Exercise brief: Determine how many lines in the entries below hold "block". Respond with that number only.

Stored data:
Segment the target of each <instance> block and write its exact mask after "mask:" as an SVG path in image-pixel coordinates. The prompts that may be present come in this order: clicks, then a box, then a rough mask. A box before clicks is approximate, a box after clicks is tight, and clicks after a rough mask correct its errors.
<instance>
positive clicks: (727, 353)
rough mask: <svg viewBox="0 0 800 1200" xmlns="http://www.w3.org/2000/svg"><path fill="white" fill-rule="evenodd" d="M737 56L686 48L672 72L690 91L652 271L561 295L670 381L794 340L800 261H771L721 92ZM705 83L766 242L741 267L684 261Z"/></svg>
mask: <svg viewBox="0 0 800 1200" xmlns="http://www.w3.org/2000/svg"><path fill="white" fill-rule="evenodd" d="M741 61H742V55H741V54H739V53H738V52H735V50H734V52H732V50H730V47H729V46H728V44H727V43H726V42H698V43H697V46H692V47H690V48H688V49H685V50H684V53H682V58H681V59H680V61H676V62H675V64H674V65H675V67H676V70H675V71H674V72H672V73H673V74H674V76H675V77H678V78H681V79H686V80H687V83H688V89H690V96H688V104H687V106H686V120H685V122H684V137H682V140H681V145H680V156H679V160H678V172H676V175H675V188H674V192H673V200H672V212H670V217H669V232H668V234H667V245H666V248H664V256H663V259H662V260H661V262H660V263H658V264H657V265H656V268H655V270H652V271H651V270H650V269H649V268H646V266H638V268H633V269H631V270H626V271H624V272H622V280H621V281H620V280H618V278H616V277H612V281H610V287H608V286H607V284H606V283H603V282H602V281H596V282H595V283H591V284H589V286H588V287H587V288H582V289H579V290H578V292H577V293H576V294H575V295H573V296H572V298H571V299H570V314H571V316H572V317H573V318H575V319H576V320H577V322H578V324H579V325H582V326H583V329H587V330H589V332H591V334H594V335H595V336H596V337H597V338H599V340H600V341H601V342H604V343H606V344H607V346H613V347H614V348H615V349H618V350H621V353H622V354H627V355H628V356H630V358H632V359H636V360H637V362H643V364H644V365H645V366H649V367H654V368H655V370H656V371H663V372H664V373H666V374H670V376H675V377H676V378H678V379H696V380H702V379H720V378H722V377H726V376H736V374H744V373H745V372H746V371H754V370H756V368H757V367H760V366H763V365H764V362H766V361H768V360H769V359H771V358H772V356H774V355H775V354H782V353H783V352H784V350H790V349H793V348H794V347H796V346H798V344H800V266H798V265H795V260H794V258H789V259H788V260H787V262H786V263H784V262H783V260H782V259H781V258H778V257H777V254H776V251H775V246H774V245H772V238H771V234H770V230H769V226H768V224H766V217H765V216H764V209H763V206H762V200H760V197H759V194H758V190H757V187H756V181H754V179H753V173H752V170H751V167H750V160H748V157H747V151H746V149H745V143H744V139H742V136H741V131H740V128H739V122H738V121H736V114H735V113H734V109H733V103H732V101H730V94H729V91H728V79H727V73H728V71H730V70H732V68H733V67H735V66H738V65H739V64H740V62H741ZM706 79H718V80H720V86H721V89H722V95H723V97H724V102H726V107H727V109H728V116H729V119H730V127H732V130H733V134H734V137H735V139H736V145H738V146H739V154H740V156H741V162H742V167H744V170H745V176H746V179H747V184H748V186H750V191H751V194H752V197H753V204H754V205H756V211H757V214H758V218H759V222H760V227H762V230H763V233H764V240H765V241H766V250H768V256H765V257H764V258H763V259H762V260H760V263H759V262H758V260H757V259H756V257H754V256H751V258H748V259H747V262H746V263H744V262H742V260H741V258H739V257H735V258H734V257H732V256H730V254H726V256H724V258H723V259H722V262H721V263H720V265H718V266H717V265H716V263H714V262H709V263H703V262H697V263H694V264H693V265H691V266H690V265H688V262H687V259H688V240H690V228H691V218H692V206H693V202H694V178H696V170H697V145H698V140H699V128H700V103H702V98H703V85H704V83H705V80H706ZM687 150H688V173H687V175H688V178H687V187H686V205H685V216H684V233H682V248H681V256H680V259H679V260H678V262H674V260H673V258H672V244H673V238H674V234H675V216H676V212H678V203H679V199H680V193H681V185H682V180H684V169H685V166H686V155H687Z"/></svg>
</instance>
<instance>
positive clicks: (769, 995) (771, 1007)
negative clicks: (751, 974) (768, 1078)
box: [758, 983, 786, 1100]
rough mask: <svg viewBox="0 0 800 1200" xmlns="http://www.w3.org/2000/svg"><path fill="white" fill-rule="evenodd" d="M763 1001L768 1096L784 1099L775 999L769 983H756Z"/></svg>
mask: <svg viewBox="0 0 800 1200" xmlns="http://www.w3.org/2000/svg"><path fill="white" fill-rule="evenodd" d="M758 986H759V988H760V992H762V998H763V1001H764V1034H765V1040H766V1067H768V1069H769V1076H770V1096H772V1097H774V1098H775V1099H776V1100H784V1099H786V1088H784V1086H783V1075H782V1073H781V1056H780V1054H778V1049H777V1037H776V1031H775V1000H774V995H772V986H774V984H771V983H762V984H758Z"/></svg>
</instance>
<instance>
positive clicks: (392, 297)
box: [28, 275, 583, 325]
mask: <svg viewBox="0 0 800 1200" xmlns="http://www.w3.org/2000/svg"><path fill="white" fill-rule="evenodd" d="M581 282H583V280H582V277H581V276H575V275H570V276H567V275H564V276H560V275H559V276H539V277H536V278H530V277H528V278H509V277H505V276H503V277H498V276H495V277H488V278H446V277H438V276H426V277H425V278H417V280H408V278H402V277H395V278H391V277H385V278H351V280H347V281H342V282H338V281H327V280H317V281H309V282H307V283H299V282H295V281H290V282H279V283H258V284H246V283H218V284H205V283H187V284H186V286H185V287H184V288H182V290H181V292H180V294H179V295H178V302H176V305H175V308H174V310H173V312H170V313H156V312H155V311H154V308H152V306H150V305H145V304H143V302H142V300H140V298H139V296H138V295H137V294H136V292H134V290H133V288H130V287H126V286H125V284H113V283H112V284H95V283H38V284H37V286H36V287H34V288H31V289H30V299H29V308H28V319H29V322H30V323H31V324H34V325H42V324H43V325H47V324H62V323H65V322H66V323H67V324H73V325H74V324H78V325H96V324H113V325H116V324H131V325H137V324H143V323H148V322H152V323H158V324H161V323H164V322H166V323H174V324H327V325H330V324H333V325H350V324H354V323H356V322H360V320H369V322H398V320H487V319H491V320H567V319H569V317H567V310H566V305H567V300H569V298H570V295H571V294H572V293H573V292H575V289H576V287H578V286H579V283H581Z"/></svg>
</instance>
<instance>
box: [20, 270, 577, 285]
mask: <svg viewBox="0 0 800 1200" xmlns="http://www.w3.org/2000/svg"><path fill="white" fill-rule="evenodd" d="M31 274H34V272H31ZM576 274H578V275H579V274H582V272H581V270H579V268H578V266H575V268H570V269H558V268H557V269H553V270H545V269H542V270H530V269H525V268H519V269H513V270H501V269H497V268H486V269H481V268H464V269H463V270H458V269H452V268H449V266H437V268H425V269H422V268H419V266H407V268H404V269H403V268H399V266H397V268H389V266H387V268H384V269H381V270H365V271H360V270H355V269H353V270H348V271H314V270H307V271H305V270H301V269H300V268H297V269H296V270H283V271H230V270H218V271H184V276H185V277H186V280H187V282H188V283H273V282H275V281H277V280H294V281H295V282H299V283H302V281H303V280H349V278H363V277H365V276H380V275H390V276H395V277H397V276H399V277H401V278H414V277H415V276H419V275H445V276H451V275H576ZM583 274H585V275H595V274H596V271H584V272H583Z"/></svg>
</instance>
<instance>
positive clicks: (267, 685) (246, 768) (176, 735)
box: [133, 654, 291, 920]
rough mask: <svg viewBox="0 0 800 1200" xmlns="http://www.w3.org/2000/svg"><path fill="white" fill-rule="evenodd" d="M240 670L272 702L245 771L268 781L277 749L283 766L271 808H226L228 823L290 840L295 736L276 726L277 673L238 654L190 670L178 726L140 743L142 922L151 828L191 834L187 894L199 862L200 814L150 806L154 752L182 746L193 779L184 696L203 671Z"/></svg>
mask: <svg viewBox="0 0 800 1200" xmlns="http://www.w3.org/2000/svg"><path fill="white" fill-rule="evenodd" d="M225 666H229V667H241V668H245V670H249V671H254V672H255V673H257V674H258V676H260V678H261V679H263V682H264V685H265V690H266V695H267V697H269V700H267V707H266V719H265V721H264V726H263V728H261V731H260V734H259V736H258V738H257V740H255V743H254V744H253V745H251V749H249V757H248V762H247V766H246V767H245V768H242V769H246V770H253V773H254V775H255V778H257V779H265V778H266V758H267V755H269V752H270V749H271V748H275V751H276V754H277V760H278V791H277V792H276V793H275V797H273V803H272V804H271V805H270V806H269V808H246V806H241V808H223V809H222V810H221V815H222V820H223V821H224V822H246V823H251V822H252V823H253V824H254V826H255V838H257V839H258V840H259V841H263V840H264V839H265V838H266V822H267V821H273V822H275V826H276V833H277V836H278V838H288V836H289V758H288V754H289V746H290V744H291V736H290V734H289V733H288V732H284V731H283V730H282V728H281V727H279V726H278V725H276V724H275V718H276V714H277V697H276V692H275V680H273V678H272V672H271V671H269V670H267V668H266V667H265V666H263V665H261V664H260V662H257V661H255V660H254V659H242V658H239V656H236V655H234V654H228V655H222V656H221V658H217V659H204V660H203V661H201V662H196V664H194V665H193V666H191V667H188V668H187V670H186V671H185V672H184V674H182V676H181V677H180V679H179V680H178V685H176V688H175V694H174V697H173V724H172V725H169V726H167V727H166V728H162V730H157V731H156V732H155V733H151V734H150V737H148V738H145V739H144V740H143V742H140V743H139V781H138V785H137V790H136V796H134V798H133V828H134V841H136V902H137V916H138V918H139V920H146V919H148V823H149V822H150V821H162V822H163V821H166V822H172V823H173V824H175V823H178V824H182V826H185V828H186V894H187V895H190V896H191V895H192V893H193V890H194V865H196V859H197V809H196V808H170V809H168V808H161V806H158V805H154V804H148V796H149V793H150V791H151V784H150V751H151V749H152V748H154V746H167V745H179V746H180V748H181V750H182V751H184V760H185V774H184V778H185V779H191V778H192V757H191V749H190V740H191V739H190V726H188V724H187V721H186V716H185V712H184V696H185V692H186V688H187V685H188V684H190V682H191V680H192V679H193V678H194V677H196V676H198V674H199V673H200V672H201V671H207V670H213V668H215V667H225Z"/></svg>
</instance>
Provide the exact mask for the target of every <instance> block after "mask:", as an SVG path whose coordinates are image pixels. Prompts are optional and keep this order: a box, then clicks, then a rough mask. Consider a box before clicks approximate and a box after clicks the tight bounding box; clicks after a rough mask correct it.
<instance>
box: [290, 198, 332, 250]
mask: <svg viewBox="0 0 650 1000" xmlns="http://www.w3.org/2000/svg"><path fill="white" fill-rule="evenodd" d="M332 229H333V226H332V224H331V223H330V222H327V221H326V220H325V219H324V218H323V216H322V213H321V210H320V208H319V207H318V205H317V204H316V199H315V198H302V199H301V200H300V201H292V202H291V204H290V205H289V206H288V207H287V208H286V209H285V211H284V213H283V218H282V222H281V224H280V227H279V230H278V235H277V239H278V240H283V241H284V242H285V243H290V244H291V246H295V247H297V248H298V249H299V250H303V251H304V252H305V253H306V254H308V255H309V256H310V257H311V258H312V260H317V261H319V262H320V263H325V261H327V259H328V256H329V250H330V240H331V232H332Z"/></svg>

Task solution: 2